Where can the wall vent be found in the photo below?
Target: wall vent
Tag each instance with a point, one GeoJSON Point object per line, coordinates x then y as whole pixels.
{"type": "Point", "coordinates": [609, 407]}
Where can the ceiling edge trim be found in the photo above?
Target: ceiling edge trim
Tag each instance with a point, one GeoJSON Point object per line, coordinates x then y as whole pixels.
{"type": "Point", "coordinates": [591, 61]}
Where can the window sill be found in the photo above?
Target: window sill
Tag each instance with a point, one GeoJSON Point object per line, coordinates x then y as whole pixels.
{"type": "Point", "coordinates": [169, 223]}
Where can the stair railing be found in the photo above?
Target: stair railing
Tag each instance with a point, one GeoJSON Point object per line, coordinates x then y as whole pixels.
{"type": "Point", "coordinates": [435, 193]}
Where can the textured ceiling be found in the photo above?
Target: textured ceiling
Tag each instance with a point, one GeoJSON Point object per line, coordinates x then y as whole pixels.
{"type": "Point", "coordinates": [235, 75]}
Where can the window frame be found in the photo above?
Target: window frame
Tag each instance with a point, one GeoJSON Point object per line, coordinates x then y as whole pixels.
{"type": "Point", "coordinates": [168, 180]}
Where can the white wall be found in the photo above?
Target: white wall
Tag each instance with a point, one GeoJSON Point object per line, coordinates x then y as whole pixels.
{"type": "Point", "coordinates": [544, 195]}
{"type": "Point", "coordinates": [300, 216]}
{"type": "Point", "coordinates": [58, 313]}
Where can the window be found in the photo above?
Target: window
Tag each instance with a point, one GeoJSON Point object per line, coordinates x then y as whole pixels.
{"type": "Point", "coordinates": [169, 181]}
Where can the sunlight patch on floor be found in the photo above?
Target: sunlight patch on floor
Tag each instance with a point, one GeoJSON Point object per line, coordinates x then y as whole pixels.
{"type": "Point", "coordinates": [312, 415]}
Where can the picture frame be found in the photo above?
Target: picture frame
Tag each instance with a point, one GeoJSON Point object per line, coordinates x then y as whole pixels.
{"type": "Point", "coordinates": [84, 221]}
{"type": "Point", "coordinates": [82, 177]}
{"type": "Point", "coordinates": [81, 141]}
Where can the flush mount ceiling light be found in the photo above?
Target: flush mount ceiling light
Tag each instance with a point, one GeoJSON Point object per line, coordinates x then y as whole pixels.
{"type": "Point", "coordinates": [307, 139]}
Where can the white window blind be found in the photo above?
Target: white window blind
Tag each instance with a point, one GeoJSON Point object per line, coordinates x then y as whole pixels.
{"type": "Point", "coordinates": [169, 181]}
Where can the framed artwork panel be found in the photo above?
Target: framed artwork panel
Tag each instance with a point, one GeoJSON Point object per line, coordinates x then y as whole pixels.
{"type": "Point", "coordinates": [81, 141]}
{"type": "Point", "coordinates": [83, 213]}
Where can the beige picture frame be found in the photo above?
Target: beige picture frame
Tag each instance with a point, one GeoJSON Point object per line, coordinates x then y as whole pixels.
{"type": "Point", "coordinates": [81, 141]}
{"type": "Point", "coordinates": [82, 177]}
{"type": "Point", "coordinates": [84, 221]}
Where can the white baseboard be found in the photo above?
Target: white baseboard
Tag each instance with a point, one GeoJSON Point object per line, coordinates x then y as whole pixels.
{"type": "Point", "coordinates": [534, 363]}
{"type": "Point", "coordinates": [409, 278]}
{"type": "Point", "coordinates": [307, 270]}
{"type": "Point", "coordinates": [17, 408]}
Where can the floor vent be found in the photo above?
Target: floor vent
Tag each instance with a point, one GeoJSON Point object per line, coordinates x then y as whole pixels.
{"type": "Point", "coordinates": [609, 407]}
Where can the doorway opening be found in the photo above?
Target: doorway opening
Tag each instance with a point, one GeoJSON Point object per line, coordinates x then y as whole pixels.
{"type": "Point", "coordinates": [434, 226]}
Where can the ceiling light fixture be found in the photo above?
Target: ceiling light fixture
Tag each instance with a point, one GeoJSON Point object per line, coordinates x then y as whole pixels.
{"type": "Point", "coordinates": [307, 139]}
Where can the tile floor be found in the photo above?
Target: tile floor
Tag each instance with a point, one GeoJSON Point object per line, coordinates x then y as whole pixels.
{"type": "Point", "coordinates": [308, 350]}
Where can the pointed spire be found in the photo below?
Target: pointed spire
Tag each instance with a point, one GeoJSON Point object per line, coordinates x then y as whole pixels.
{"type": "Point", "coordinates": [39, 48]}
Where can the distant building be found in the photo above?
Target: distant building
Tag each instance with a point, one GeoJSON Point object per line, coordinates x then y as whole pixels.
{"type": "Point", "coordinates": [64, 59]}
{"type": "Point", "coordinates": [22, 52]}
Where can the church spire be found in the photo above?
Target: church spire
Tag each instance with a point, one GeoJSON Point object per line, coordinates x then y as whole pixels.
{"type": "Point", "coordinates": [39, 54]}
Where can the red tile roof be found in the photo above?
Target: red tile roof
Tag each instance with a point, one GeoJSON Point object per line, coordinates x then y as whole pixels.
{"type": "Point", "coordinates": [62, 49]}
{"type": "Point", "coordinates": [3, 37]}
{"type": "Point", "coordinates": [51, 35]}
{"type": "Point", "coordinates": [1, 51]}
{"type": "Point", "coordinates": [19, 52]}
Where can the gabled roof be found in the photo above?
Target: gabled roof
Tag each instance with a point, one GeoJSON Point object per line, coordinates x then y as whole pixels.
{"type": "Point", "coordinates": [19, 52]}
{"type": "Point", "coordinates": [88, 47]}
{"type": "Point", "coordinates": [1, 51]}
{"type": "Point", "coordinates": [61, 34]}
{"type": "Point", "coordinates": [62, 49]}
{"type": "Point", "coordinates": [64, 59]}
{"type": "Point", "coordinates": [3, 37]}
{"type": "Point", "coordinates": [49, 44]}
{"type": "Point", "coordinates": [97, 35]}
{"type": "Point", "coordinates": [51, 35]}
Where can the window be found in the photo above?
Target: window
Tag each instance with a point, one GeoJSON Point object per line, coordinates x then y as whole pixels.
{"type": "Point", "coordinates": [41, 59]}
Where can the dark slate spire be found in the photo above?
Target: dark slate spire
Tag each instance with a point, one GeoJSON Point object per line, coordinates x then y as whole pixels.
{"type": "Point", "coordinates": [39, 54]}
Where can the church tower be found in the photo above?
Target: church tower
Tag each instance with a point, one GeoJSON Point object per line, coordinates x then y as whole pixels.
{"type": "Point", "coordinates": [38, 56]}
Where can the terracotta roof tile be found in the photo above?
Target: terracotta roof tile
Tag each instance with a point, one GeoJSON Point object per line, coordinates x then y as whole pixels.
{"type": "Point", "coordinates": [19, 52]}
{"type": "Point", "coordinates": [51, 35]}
* * * * *
### Required work
Reproduce all of the records above, substituting "integer pixels" for every occurrence of "whole pixels" and leaving every other part unchanged.

### Task result
Where can the wall vent be found in the photo below?
Target: wall vent
Tag each instance with a point, one GeoJSON Point object per line, coordinates x then y as integer pixels.
{"type": "Point", "coordinates": [609, 407]}
Where can the ceiling edge trim be found in the photo above?
Target: ceiling edge trim
Tag each instance with a point, one GeoJSON Point object per line, coordinates x then y as integer pixels.
{"type": "Point", "coordinates": [591, 61]}
Where can the window sill be found in the photo above?
Target: window sill
Tag each instance with a point, one GeoJSON Point object per line, coordinates x then y as integer pixels.
{"type": "Point", "coordinates": [169, 223]}
Where can the stair railing be found in the photo above?
Target: stair railing
Tag each instance with a point, one GeoJSON Point object per line, coordinates x then y as integer pixels.
{"type": "Point", "coordinates": [435, 193]}
Where can the textured ceiling be found in the photo above?
Target: textured ceiling
Tag each instance with a point, one GeoJSON Point object per line, coordinates x then y as integer pixels.
{"type": "Point", "coordinates": [235, 75]}
Where can the window frame be found in the photo above?
Target: window frame
Tag each instance with a point, one GeoJSON Point object per line, coordinates x then y as integer pixels.
{"type": "Point", "coordinates": [168, 180]}
Where can the white wall be found in the photo above?
Target: white wall
Tag each instance with a point, one GeoJSON Point object per line, coordinates x then y as integer pixels.
{"type": "Point", "coordinates": [544, 195]}
{"type": "Point", "coordinates": [300, 216]}
{"type": "Point", "coordinates": [58, 313]}
Where can the window be found in the photo above?
Target: window
Tag each instance with a point, one GeoJSON Point object per line, coordinates x then y as integer pixels.
{"type": "Point", "coordinates": [169, 181]}
Where can the sunlight patch on floor be found in the photo above?
Target: sunlight patch on floor
Tag each instance with a point, one GeoJSON Point object per line, coordinates x then y as integer pixels.
{"type": "Point", "coordinates": [312, 415]}
Where can the picture frame be found in the photo above?
Target: picture frame
Tag each instance with a point, one GeoJSON Point object per line, coordinates x then y as integer pixels.
{"type": "Point", "coordinates": [84, 221]}
{"type": "Point", "coordinates": [82, 177]}
{"type": "Point", "coordinates": [81, 141]}
Where can the flush mount ceiling light be found in the photo above?
Target: flush mount ceiling light
Tag each instance with a point, one GeoJSON Point object per line, coordinates x then y as integer pixels.
{"type": "Point", "coordinates": [307, 139]}
Where can the white window blind be found in the photo above?
Target: white window blind
Tag each instance with a point, one GeoJSON Point object per line, coordinates x then y as integer pixels.
{"type": "Point", "coordinates": [169, 181]}
Where can the framed artwork panel be found in the photo above?
Target: framed artwork panel
Tag each instance with a point, one GeoJSON Point object per line, coordinates x then y as integer pixels.
{"type": "Point", "coordinates": [81, 141]}
{"type": "Point", "coordinates": [83, 213]}
Where can the beige picture frame be found in the photo above?
Target: beige picture frame
Tag each instance with a point, one GeoJSON Point object per line, coordinates x then y as integer pixels.
{"type": "Point", "coordinates": [81, 141]}
{"type": "Point", "coordinates": [82, 177]}
{"type": "Point", "coordinates": [84, 221]}
Where can the white baseboard be found in the photo above?
Target: white baseboard
Tag each instance with a point, one GeoJSON Point object per line, coordinates x then y as integer pixels.
{"type": "Point", "coordinates": [534, 363]}
{"type": "Point", "coordinates": [409, 278]}
{"type": "Point", "coordinates": [307, 270]}
{"type": "Point", "coordinates": [17, 408]}
Where can the floor vent be found in the photo above?
Target: floor vent
Tag each instance with a point, one GeoJSON Point object per line, coordinates x then y as integer pixels.
{"type": "Point", "coordinates": [609, 407]}
Where can the doorway opening be found in the photo above?
Target: doorway opening
Tag each instance with a point, one GeoJSON Point object per line, coordinates x then y as integer pixels.
{"type": "Point", "coordinates": [434, 226]}
Where can the ceiling light fixture be found in the photo above?
Target: ceiling light fixture
Tag each instance with a point, one GeoJSON Point object per line, coordinates x then y as integer pixels.
{"type": "Point", "coordinates": [307, 139]}
Where can the tile floor be found in the photo above?
Target: tile floor
Tag each instance with a point, one GeoJSON Point object per line, coordinates x then y as integer pixels.
{"type": "Point", "coordinates": [308, 350]}
Where can the pointed spire be found in the photo below?
Target: pointed spire
Tag each instance with a point, one GeoJSON Point object per line, coordinates x then y as integer pixels.
{"type": "Point", "coordinates": [39, 48]}
Where can the distant building be found in the photo above?
Target: distant building
Tag each instance with a point, one GeoJSON Point object per line, coordinates x then y as integer pixels.
{"type": "Point", "coordinates": [64, 59]}
{"type": "Point", "coordinates": [22, 52]}
Where can the church spire be found in the photo above?
Target: church spire
Tag each instance with a point, one GeoJSON Point object per line, coordinates x then y as integer pixels.
{"type": "Point", "coordinates": [39, 54]}
Where can the red tile roof be found in the photo above?
Target: red tile roof
Tag each instance with a point, one GeoJSON Point object per line, coordinates x then y as integer pixels.
{"type": "Point", "coordinates": [62, 49]}
{"type": "Point", "coordinates": [3, 37]}
{"type": "Point", "coordinates": [51, 35]}
{"type": "Point", "coordinates": [1, 51]}
{"type": "Point", "coordinates": [19, 52]}
Where can the gabled roof be found in the photo above?
Target: gabled roof
Tag each instance with a point, one GeoJSON Point object per line, coordinates x then y as integer pixels.
{"type": "Point", "coordinates": [19, 52]}
{"type": "Point", "coordinates": [88, 47]}
{"type": "Point", "coordinates": [1, 51]}
{"type": "Point", "coordinates": [61, 34]}
{"type": "Point", "coordinates": [62, 49]}
{"type": "Point", "coordinates": [64, 59]}
{"type": "Point", "coordinates": [3, 37]}
{"type": "Point", "coordinates": [49, 44]}
{"type": "Point", "coordinates": [97, 35]}
{"type": "Point", "coordinates": [51, 35]}
Where can the window be found in the photo above?
Target: window
Tag each instance with a point, one GeoJSON Point object per line, coordinates x then y as integer pixels.
{"type": "Point", "coordinates": [41, 59]}
Where can the dark slate spire be found in the photo above?
Target: dark slate spire
Tag each instance with a point, one GeoJSON Point object per line, coordinates x then y as integer pixels.
{"type": "Point", "coordinates": [39, 54]}
Where can the church tower be found in the photo above?
Target: church tower
Tag each instance with a point, one GeoJSON Point object per line, coordinates x then y as integer pixels.
{"type": "Point", "coordinates": [38, 56]}
Where can the terracotta roof tile be found in the photo above?
Target: terracotta roof tile
Tag each instance with a point, one GeoJSON Point object per line, coordinates x then y as integer pixels.
{"type": "Point", "coordinates": [19, 52]}
{"type": "Point", "coordinates": [51, 35]}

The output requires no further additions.